STATED PROBLEM: Locate each line of the records below that contains the string "white" and copy that line in full. Matching is case-sensitive.
** Start **
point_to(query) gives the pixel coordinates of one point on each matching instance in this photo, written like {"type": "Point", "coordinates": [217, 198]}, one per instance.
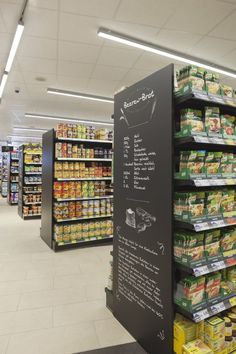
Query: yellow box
{"type": "Point", "coordinates": [214, 326]}
{"type": "Point", "coordinates": [196, 347]}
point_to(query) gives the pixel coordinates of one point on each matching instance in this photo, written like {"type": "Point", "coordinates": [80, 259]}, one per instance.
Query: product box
{"type": "Point", "coordinates": [191, 77]}
{"type": "Point", "coordinates": [214, 327]}
{"type": "Point", "coordinates": [212, 163]}
{"type": "Point", "coordinates": [212, 243]}
{"type": "Point", "coordinates": [196, 347]}
{"type": "Point", "coordinates": [189, 206]}
{"type": "Point", "coordinates": [212, 84]}
{"type": "Point", "coordinates": [212, 121]}
{"type": "Point", "coordinates": [192, 164]}
{"type": "Point", "coordinates": [191, 122]}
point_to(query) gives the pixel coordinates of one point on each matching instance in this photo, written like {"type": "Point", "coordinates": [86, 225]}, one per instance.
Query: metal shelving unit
{"type": "Point", "coordinates": [27, 188]}
{"type": "Point", "coordinates": [13, 178]}
{"type": "Point", "coordinates": [48, 200]}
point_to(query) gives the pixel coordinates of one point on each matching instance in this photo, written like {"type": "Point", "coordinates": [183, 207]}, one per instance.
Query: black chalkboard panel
{"type": "Point", "coordinates": [143, 211]}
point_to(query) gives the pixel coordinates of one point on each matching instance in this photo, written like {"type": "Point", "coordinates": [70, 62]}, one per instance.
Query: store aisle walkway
{"type": "Point", "coordinates": [51, 303]}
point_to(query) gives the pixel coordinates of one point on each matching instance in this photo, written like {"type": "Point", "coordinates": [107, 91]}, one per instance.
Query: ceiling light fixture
{"type": "Point", "coordinates": [29, 129]}
{"type": "Point", "coordinates": [75, 120]}
{"type": "Point", "coordinates": [168, 53]}
{"type": "Point", "coordinates": [80, 95]}
{"type": "Point", "coordinates": [13, 50]}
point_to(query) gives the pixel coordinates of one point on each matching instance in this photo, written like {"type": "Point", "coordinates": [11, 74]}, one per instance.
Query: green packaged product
{"type": "Point", "coordinates": [191, 121]}
{"type": "Point", "coordinates": [228, 125]}
{"type": "Point", "coordinates": [213, 203]}
{"type": "Point", "coordinates": [212, 85]}
{"type": "Point", "coordinates": [212, 120]}
{"type": "Point", "coordinates": [212, 243]}
{"type": "Point", "coordinates": [226, 90]}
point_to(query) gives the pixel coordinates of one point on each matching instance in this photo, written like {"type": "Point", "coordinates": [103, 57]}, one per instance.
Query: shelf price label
{"type": "Point", "coordinates": [201, 139]}
{"type": "Point", "coordinates": [201, 182]}
{"type": "Point", "coordinates": [232, 301]}
{"type": "Point", "coordinates": [201, 315]}
{"type": "Point", "coordinates": [200, 271]}
{"type": "Point", "coordinates": [218, 308]}
{"type": "Point", "coordinates": [201, 226]}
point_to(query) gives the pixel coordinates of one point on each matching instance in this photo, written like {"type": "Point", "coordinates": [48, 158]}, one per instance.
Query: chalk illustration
{"type": "Point", "coordinates": [139, 219]}
{"type": "Point", "coordinates": [161, 335]}
{"type": "Point", "coordinates": [161, 247]}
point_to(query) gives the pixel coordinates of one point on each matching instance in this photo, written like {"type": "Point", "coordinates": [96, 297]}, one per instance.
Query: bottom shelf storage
{"type": "Point", "coordinates": [59, 246]}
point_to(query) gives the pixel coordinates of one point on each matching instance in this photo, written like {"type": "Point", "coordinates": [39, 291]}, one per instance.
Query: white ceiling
{"type": "Point", "coordinates": [60, 44]}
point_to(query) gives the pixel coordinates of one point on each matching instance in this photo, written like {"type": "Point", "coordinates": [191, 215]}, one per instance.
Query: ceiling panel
{"type": "Point", "coordinates": [149, 61]}
{"type": "Point", "coordinates": [124, 56]}
{"type": "Point", "coordinates": [68, 68]}
{"type": "Point", "coordinates": [226, 28]}
{"type": "Point", "coordinates": [10, 14]}
{"type": "Point", "coordinates": [198, 16]}
{"type": "Point", "coordinates": [209, 48]}
{"type": "Point", "coordinates": [149, 12]}
{"type": "Point", "coordinates": [80, 52]}
{"type": "Point", "coordinates": [105, 8]}
{"type": "Point", "coordinates": [44, 66]}
{"type": "Point", "coordinates": [104, 87]}
{"type": "Point", "coordinates": [178, 40]}
{"type": "Point", "coordinates": [79, 29]}
{"type": "Point", "coordinates": [38, 47]}
{"type": "Point", "coordinates": [47, 4]}
{"type": "Point", "coordinates": [104, 71]}
{"type": "Point", "coordinates": [72, 83]}
{"type": "Point", "coordinates": [41, 23]}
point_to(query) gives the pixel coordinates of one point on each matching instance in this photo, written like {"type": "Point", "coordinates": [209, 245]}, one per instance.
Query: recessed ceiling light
{"type": "Point", "coordinates": [30, 129]}
{"type": "Point", "coordinates": [80, 95]}
{"type": "Point", "coordinates": [75, 120]}
{"type": "Point", "coordinates": [168, 53]}
{"type": "Point", "coordinates": [40, 79]}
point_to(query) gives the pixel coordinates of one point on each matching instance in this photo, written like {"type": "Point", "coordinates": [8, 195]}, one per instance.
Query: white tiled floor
{"type": "Point", "coordinates": [51, 303]}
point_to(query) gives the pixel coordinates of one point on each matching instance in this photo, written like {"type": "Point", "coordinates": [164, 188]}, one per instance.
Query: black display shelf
{"type": "Point", "coordinates": [206, 224]}
{"type": "Point", "coordinates": [205, 182]}
{"type": "Point", "coordinates": [109, 299]}
{"type": "Point", "coordinates": [207, 267]}
{"type": "Point", "coordinates": [83, 198]}
{"type": "Point", "coordinates": [23, 152]}
{"type": "Point", "coordinates": [13, 188]}
{"type": "Point", "coordinates": [210, 310]}
{"type": "Point", "coordinates": [48, 200]}
{"type": "Point", "coordinates": [60, 246]}
{"type": "Point", "coordinates": [84, 179]}
{"type": "Point", "coordinates": [202, 98]}
{"type": "Point", "coordinates": [97, 141]}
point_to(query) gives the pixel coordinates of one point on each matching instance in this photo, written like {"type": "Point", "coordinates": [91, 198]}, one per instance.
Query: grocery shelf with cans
{"type": "Point", "coordinates": [30, 181]}
{"type": "Point", "coordinates": [13, 177]}
{"type": "Point", "coordinates": [77, 200]}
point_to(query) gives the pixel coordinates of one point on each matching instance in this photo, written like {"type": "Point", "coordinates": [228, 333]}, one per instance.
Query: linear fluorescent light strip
{"type": "Point", "coordinates": [13, 50]}
{"type": "Point", "coordinates": [75, 120]}
{"type": "Point", "coordinates": [29, 129]}
{"type": "Point", "coordinates": [120, 38]}
{"type": "Point", "coordinates": [80, 95]}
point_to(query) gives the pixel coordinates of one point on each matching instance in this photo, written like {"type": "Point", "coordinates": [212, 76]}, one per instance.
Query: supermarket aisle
{"type": "Point", "coordinates": [51, 303]}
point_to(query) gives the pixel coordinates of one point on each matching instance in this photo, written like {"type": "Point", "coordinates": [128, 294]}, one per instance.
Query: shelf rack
{"type": "Point", "coordinates": [158, 134]}
{"type": "Point", "coordinates": [4, 180]}
{"type": "Point", "coordinates": [48, 200]}
{"type": "Point", "coordinates": [24, 150]}
{"type": "Point", "coordinates": [13, 178]}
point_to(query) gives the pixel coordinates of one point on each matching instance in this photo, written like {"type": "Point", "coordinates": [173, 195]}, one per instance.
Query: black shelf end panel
{"type": "Point", "coordinates": [206, 267]}
{"type": "Point", "coordinates": [143, 232]}
{"type": "Point", "coordinates": [47, 187]}
{"type": "Point", "coordinates": [90, 243]}
{"type": "Point", "coordinates": [109, 299]}
{"type": "Point", "coordinates": [210, 310]}
{"type": "Point", "coordinates": [206, 224]}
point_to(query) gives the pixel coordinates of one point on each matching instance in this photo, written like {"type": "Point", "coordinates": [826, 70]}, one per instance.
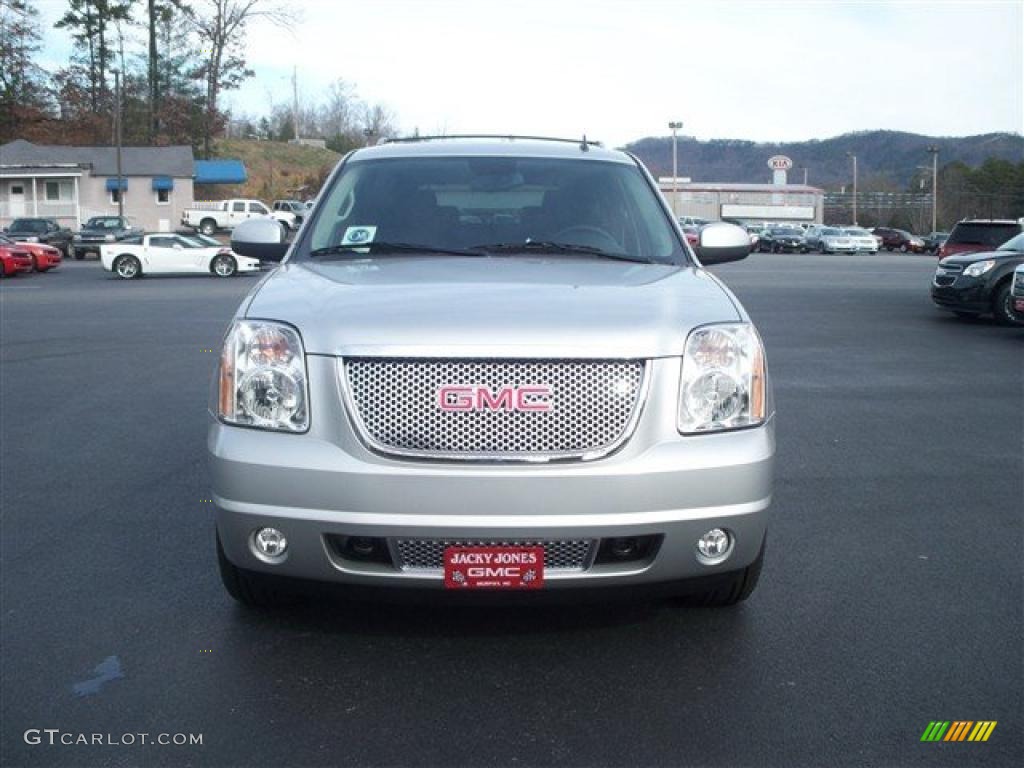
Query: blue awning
{"type": "Point", "coordinates": [220, 172]}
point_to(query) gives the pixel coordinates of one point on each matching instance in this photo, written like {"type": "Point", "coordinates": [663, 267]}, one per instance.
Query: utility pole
{"type": "Point", "coordinates": [117, 133]}
{"type": "Point", "coordinates": [851, 155]}
{"type": "Point", "coordinates": [934, 151]}
{"type": "Point", "coordinates": [675, 125]}
{"type": "Point", "coordinates": [295, 99]}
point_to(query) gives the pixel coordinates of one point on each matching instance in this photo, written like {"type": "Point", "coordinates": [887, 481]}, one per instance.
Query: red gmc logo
{"type": "Point", "coordinates": [530, 397]}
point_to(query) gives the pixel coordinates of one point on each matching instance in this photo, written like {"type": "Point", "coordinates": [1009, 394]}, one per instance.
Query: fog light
{"type": "Point", "coordinates": [715, 545]}
{"type": "Point", "coordinates": [624, 547]}
{"type": "Point", "coordinates": [270, 543]}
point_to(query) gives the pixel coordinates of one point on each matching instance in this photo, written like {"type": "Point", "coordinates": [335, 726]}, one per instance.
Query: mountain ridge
{"type": "Point", "coordinates": [886, 160]}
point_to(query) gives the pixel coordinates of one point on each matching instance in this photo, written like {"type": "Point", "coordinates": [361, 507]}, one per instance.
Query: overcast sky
{"type": "Point", "coordinates": [621, 70]}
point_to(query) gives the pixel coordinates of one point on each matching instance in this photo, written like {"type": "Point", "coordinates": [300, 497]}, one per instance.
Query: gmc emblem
{"type": "Point", "coordinates": [529, 397]}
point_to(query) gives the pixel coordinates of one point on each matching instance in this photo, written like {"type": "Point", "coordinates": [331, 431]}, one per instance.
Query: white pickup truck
{"type": "Point", "coordinates": [225, 214]}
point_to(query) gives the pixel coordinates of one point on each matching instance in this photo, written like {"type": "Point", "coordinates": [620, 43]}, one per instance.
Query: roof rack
{"type": "Point", "coordinates": [584, 143]}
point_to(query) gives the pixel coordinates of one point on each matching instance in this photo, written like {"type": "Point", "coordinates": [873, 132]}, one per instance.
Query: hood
{"type": "Point", "coordinates": [970, 257]}
{"type": "Point", "coordinates": [493, 307]}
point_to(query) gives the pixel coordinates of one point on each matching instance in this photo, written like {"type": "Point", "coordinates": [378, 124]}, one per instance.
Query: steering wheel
{"type": "Point", "coordinates": [590, 233]}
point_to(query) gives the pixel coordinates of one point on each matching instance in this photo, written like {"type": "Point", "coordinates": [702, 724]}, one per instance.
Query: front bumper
{"type": "Point", "coordinates": [326, 483]}
{"type": "Point", "coordinates": [963, 294]}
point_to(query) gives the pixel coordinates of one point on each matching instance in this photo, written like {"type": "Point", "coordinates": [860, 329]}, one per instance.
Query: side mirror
{"type": "Point", "coordinates": [720, 242]}
{"type": "Point", "coordinates": [259, 239]}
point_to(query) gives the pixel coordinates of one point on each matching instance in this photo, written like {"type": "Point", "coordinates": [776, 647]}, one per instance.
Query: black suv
{"type": "Point", "coordinates": [980, 283]}
{"type": "Point", "coordinates": [40, 230]}
{"type": "Point", "coordinates": [100, 229]}
{"type": "Point", "coordinates": [971, 236]}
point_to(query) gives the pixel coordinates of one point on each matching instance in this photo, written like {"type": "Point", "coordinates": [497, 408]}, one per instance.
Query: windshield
{"type": "Point", "coordinates": [1014, 244]}
{"type": "Point", "coordinates": [28, 225]}
{"type": "Point", "coordinates": [472, 203]}
{"type": "Point", "coordinates": [982, 235]}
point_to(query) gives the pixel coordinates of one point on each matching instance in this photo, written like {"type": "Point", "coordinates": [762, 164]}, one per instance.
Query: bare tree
{"type": "Point", "coordinates": [221, 26]}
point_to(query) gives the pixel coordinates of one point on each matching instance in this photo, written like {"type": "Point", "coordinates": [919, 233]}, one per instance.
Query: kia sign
{"type": "Point", "coordinates": [779, 163]}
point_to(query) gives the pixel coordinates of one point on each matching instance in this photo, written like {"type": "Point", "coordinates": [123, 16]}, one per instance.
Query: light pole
{"type": "Point", "coordinates": [675, 125]}
{"type": "Point", "coordinates": [117, 135]}
{"type": "Point", "coordinates": [851, 155]}
{"type": "Point", "coordinates": [934, 151]}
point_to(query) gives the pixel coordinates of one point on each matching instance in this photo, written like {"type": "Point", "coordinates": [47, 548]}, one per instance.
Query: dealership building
{"type": "Point", "coordinates": [778, 201]}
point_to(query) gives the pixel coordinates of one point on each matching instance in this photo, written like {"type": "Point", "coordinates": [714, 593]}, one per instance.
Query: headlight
{"type": "Point", "coordinates": [263, 377]}
{"type": "Point", "coordinates": [723, 379]}
{"type": "Point", "coordinates": [979, 267]}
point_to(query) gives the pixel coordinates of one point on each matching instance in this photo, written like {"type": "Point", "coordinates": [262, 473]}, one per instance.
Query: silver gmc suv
{"type": "Point", "coordinates": [491, 364]}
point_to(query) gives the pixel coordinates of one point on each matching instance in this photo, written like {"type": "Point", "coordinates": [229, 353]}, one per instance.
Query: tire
{"type": "Point", "coordinates": [127, 266]}
{"type": "Point", "coordinates": [732, 588]}
{"type": "Point", "coordinates": [1003, 306]}
{"type": "Point", "coordinates": [250, 589]}
{"type": "Point", "coordinates": [223, 265]}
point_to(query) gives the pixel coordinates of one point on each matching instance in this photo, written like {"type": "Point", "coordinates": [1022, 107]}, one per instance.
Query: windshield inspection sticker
{"type": "Point", "coordinates": [357, 236]}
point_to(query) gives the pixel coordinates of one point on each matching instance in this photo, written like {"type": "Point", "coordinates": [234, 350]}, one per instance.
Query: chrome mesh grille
{"type": "Point", "coordinates": [428, 554]}
{"type": "Point", "coordinates": [396, 404]}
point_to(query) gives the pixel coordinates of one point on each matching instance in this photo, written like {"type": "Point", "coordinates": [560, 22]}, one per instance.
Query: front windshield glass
{"type": "Point", "coordinates": [479, 203]}
{"type": "Point", "coordinates": [1014, 244]}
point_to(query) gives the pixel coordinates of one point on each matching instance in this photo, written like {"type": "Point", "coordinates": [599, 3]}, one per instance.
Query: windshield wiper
{"type": "Point", "coordinates": [545, 246]}
{"type": "Point", "coordinates": [379, 247]}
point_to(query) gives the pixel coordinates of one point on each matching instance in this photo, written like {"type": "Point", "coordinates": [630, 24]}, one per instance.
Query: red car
{"type": "Point", "coordinates": [13, 259]}
{"type": "Point", "coordinates": [43, 256]}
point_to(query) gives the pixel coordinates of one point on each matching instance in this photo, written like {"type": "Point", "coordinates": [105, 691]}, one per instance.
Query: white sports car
{"type": "Point", "coordinates": [168, 253]}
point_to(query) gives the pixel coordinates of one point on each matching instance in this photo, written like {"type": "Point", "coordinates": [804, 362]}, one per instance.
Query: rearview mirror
{"type": "Point", "coordinates": [720, 242]}
{"type": "Point", "coordinates": [259, 239]}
** End **
THE SOLUTION:
Query: white ceiling
Query: white tiled floor
Query: white pickup truck
Query: white sports car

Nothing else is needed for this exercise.